Point labeling examples
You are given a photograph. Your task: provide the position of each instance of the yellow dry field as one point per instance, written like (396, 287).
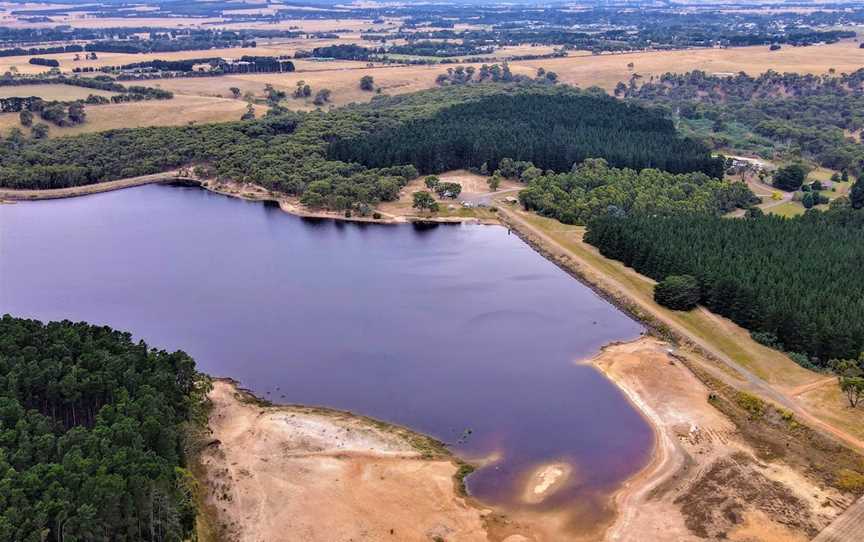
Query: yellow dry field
(87, 20)
(322, 25)
(181, 110)
(52, 92)
(68, 62)
(341, 77)
(607, 70)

**PROBLEM TO SOLVE**.
Ignore the images and quote every line of the listing exactly.

**FULL OUTPUT**.
You are given a photograph. Your task: provide the position of each instance of the yellow dry field as one point per instance, written like (396, 287).
Query: yellow dry field
(87, 20)
(322, 25)
(181, 110)
(52, 92)
(68, 62)
(341, 77)
(607, 70)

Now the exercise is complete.